Exercise ::
Every entry below needs to be printed again exactly, with its pictures left out.

───

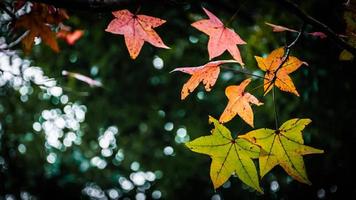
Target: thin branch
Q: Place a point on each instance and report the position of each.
(285, 56)
(242, 72)
(294, 8)
(275, 107)
(7, 11)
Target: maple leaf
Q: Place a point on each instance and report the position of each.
(70, 37)
(239, 103)
(37, 27)
(284, 147)
(228, 156)
(136, 29)
(277, 75)
(207, 74)
(38, 23)
(221, 38)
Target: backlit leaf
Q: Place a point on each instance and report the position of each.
(239, 103)
(229, 156)
(136, 29)
(284, 147)
(207, 74)
(221, 37)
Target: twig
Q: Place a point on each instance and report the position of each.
(294, 8)
(242, 72)
(275, 108)
(285, 56)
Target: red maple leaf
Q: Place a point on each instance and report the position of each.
(221, 37)
(136, 29)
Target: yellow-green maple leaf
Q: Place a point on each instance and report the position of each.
(284, 147)
(228, 156)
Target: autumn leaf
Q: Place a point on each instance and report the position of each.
(284, 147)
(70, 37)
(239, 103)
(221, 38)
(38, 22)
(136, 29)
(277, 75)
(207, 74)
(229, 156)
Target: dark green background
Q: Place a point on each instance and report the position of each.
(134, 92)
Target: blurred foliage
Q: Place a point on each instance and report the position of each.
(143, 102)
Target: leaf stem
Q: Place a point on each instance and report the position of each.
(275, 108)
(242, 72)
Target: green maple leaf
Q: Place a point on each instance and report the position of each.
(228, 156)
(284, 147)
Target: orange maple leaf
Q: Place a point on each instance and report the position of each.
(276, 74)
(239, 103)
(136, 29)
(221, 38)
(207, 74)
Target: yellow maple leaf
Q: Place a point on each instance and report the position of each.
(228, 156)
(284, 147)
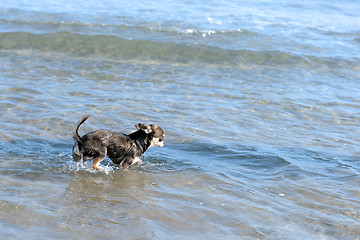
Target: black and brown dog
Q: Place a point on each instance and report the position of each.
(123, 149)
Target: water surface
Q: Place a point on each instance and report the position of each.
(259, 102)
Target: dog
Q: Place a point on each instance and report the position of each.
(122, 149)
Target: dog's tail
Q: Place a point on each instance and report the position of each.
(76, 134)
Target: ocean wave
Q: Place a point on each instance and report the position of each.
(120, 49)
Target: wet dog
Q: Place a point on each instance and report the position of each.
(123, 149)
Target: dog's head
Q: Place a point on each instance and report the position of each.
(155, 133)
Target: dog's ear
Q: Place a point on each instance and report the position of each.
(143, 127)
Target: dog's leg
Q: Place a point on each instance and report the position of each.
(98, 158)
(96, 162)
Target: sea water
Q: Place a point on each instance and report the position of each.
(259, 101)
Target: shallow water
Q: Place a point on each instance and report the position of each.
(259, 103)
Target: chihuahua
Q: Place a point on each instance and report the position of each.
(123, 149)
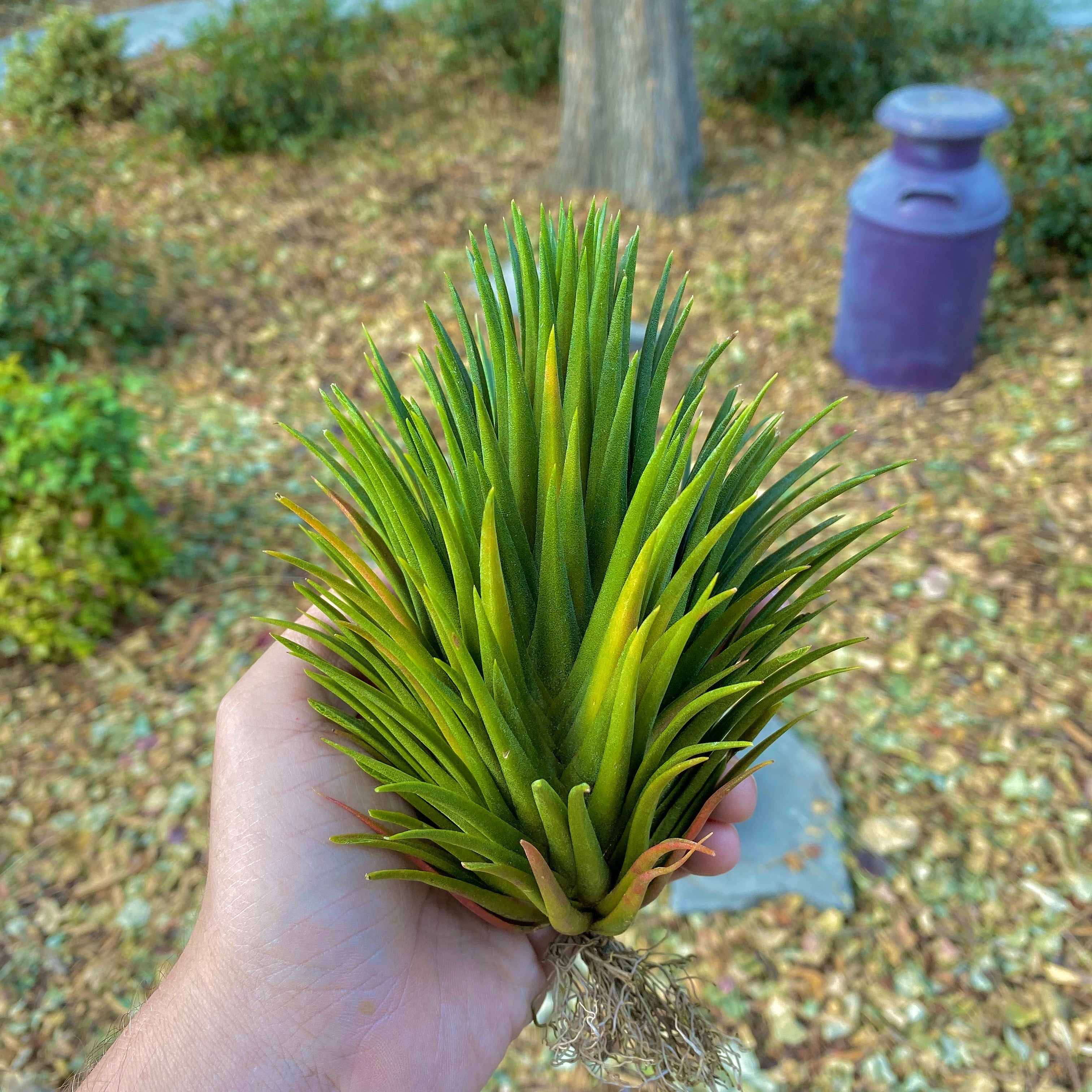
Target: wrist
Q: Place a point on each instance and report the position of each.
(196, 1034)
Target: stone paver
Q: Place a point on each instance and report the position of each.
(792, 845)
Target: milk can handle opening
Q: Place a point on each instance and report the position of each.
(932, 191)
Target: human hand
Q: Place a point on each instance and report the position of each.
(303, 975)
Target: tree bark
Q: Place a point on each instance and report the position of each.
(629, 102)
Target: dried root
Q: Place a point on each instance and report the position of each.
(630, 1018)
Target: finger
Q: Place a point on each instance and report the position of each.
(738, 806)
(723, 839)
(277, 672)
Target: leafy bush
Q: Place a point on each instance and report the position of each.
(957, 26)
(836, 56)
(842, 56)
(75, 73)
(524, 35)
(77, 539)
(68, 281)
(267, 76)
(1048, 156)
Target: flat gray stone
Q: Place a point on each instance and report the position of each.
(798, 815)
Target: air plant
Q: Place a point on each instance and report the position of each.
(566, 628)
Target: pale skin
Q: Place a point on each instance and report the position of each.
(304, 975)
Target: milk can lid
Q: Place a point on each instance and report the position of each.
(942, 112)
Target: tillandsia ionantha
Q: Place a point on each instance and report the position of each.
(564, 633)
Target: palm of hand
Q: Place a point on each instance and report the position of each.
(365, 976)
(316, 978)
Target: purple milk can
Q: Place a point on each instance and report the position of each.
(924, 219)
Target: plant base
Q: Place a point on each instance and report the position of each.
(630, 1018)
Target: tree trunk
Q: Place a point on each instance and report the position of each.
(629, 102)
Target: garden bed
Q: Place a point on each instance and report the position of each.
(963, 745)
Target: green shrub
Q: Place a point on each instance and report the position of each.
(68, 280)
(524, 35)
(833, 56)
(842, 56)
(76, 72)
(78, 542)
(1048, 157)
(267, 76)
(958, 26)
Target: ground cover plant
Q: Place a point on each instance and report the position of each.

───

Solution ::
Target: thin branch
Q: Place a point on each instance and report the position of each.
(285, 56)
(242, 72)
(294, 8)
(275, 107)
(7, 11)
Target: maple leaf
Q: Place a point on each instance and report the position of each.
(70, 37)
(239, 103)
(37, 27)
(284, 147)
(228, 156)
(136, 29)
(277, 75)
(207, 74)
(38, 23)
(221, 38)
Target: backlit leaf
Q: Place a point on each instance and report the position of each.
(239, 103)
(229, 156)
(136, 29)
(284, 147)
(207, 74)
(221, 37)
Target: twig
Q: Place a point on each instance and report the position of each.
(294, 8)
(242, 72)
(275, 108)
(285, 56)
Target: red maple leaf
Q: Place a point on each instance and report the position of each.
(221, 37)
(136, 29)
Target: yellow-green maple leaf
Q: Place a point on each instance and report the position of each.
(284, 147)
(228, 156)
Target: autumn leaf
Q: Place a point on each instance and report the position of each.
(284, 147)
(70, 37)
(239, 103)
(221, 38)
(38, 22)
(136, 29)
(277, 75)
(207, 74)
(229, 156)
Target: dark green background
Q: Place a point on each instance and report the position of each.
(134, 92)
Target: blurred foliage
Q: Place a point on each instance and report the position of each.
(143, 102)
Target: leaf stem
Q: Place a point on each instance and report the position of each.
(275, 108)
(242, 72)
Target: green maple leaf
Q: Place a point on each instance and report the position of each.
(228, 156)
(284, 147)
Target: orange maple leaf
Q: Place a point on each instance and report the position of each.
(276, 74)
(239, 103)
(136, 29)
(221, 38)
(207, 74)
Target: yellow maple leaf
Q: Place a point on each instance and report the position of each.
(228, 156)
(284, 147)
Target: black and brown dog
Q: Place a point on each instance and report the position of each.
(123, 149)
Target: water surface
Q: Place a point on each instance and report the position of each.
(259, 102)
Target: dog
Q: Place a point on each instance and report the position of each.
(122, 149)
Target: dog's tail
Q: Place a point on each instance and report the position of each.
(76, 134)
Target: ocean wave
Q: Place a point on each instance and report the position of each.
(120, 49)
Target: wet dog
Q: Place a point on each instance and report the position of each.
(123, 149)
Target: dog's head
Q: Place a point on each instance and report the position of each.
(155, 133)
Target: dog's ear
Q: Place a point on each instance and report the position of each.
(143, 127)
Target: dog's leg
Q: Place a point on each instance and report the position of each.
(98, 158)
(96, 162)
Target: sea water
Q: Place a point on each instance and report the position of each.
(259, 101)
Target: shallow water
Q: Place a point on each instance and report the position of each.
(259, 103)
Target: chihuahua
Q: Place a point on each instance and report the position of each.
(123, 149)
Target: wrist
Q: Place a point on each instance and report the position of each.
(196, 1034)
Target: stone paver
Q: Place a point on each instance and report the position of each.
(792, 845)
Target: milk can handle opening
Q: Place a point on each instance and report the position of each.
(932, 191)
Target: human hand
Q: Place a point on each instance and report the position of each.
(303, 975)
Target: tree bark
Q: Place a point on each instance and report the position of each.
(629, 102)
Target: dried root
Q: Place a point on each instance and report the position of each.
(630, 1018)
Target: finger
Q: Place a point on each instance and report the position of each.
(738, 806)
(723, 839)
(277, 672)
Target: leafy bush
Q: Place a point on each instance and report the position of each.
(957, 26)
(836, 56)
(842, 56)
(75, 73)
(524, 35)
(77, 539)
(68, 281)
(267, 76)
(1048, 156)
Target: flat gray stone
Q: Place a point on each instance and report the position of each.
(798, 815)
Target: air plant
Q: Place a point on each instance and report the position of each.
(566, 628)
Target: pale skin
Q: Place a point on each instance and report the position of each.
(304, 975)
Target: milk can lid
Q: Place a point on each instance and report the position of each.
(942, 112)
Target: tillandsia ionantha
Q: Place a point on each instance and report the position of each.
(564, 633)
Target: palm of hand
Q: Place a point on each instance and report the position of each.
(365, 976)
(316, 978)
Target: purple milk can
Q: Place a point on each instance and report the position of each.
(924, 219)
Target: plant base
Q: Place a point on each instance and report the position of each.
(630, 1018)
Target: tree trunk
Q: Place a point on each instance and report the position of each.
(629, 102)
Target: garden bed
Q: Place a point on each instance and report the position of each.
(963, 745)
Target: green shrub
Q: Place a point on each instance and report the position of each.
(68, 280)
(524, 35)
(833, 56)
(842, 56)
(76, 72)
(78, 542)
(1048, 157)
(267, 76)
(958, 26)
Target: ground cover plant
Q: Place a point on each instance and report the position of each.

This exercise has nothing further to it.